> [INSTRUCTIONS FOR THE TASK] Set each record down exactly, excluding all images.

> [ITEMS]
_ _ _ _ _ _ _

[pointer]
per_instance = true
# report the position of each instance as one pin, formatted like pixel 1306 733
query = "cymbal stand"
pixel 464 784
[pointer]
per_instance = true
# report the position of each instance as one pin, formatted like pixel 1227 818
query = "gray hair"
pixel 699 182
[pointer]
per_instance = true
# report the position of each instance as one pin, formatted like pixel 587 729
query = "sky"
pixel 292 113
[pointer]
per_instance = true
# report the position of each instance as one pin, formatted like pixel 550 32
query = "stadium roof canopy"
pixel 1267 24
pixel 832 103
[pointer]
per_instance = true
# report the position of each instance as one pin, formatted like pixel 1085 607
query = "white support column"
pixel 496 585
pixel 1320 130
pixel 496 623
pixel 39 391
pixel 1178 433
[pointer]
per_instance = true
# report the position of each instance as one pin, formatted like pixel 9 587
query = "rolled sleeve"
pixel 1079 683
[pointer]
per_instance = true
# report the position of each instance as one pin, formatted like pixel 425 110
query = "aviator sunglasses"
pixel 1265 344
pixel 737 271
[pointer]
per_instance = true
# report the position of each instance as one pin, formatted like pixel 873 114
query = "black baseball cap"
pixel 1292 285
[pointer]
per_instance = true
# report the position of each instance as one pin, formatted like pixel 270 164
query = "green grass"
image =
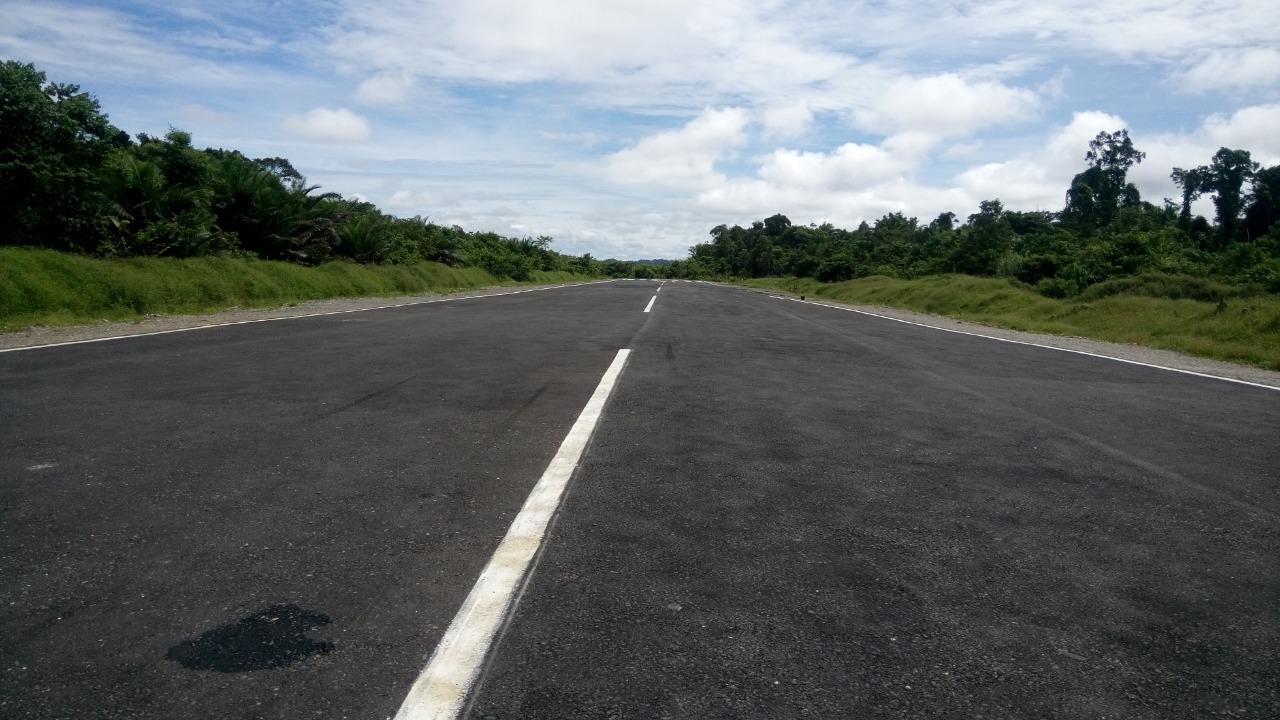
pixel 1243 329
pixel 42 287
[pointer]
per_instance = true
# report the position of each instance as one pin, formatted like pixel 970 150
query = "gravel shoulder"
pixel 59 335
pixel 40 335
pixel 1130 352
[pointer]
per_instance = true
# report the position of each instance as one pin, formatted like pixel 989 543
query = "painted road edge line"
pixel 296 317
pixel 442 689
pixel 1038 345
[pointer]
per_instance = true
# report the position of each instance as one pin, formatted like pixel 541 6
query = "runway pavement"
pixel 785 511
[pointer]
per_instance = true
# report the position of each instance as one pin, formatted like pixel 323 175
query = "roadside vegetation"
pixel 1109 265
pixel 1183 314
pixel 45 287
pixel 95 223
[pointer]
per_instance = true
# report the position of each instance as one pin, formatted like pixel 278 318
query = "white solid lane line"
pixel 442 688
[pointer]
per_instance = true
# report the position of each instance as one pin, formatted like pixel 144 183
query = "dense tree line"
pixel 1104 231
pixel 71 181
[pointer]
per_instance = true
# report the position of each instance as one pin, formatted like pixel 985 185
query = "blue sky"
pixel 630 128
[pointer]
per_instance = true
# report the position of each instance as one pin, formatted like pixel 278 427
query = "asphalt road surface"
pixel 786 511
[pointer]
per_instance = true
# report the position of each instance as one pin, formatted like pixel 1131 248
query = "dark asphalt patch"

_ _ _ _ _ _ _

> [WRITTEN REPLY]
[pointer]
per_instance = true
# report the position of each instance as one pin, formatted like pixel 1306 733
query = "cymbal stand"
pixel 464 784
[pointer]
per_instance = true
# report the position of each instance as one pin, formatted like pixel 1227 818
query = "gray hair"
pixel 699 182
[pointer]
per_instance = true
# report the position of each instance as one pin, formatted like pixel 587 729
query = "sky"
pixel 292 113
[pointer]
per_instance = true
# report the position of each instance as one pin, formatted like pixel 550 32
query = "stadium roof canopy"
pixel 1267 24
pixel 832 103
[pointer]
per_instance = true
# report the position of each instance as one pin, formatted like pixel 1085 607
query = "white support column"
pixel 496 585
pixel 1320 130
pixel 496 623
pixel 39 391
pixel 1178 433
[pointer]
per_instance = true
# report the position of each instance as one pin, formatted like pixel 9 587
query = "rolled sleeve"
pixel 1079 683
[pointer]
per_instance = true
# report the position of each instance as one pin, formatted like pixel 425 110
query = "aviator sunglasses"
pixel 1265 344
pixel 737 271
[pointer]
per_instance = true
# report the position of each instance as one pin, formatted like pixel 873 114
query = "black baseball cap"
pixel 1292 285
[pointer]
per_instance = true
# report the position of each instance as one pin, formatted like pixel 270 164
query = "green grass"
image =
pixel 1243 329
pixel 42 287
[pointer]
per_instance = true
# report the position of each instance as one pin, formatted like pixel 970 150
query = "gravel shoulder"
pixel 59 335
pixel 40 335
pixel 1130 352
[pointer]
per_instance = true
# report the position of each instance as one pin, formatted like pixel 989 543
query = "painted road edge line"
pixel 296 317
pixel 442 689
pixel 1038 345
[pointer]
per_instance = true
# report the position of each instance as one pin, formatted like pixel 541 6
query = "runway pavement"
pixel 785 511
[pointer]
per_instance = true
# report the position of each instance as one pin, formatted like pixel 323 175
query = "roadside vegetation"
pixel 1109 265
pixel 1183 314
pixel 45 287
pixel 95 223
[pointer]
per_instance = true
# report the position of each instance as one pin, formatted like pixel 278 318
query = "white solid lane line"
pixel 442 688
[pointer]
per_instance = true
# report the position of each instance as one pin, formatted like pixel 144 183
query = "dense tree line"
pixel 1104 231
pixel 71 181
[pointer]
per_instance = true
# report the position of each instance as one pin, formatted like pixel 985 185
query = "blue sky"
pixel 630 128
[pointer]
per_instance = true
# report the position of each instance as one pin, formatted like pixel 278 427
query = "asphalt road surface"
pixel 786 511
[pointer]
per_instance = true
# report the position of each instance as one pin, formatted like pixel 1131 248
query = "dark asphalt patch"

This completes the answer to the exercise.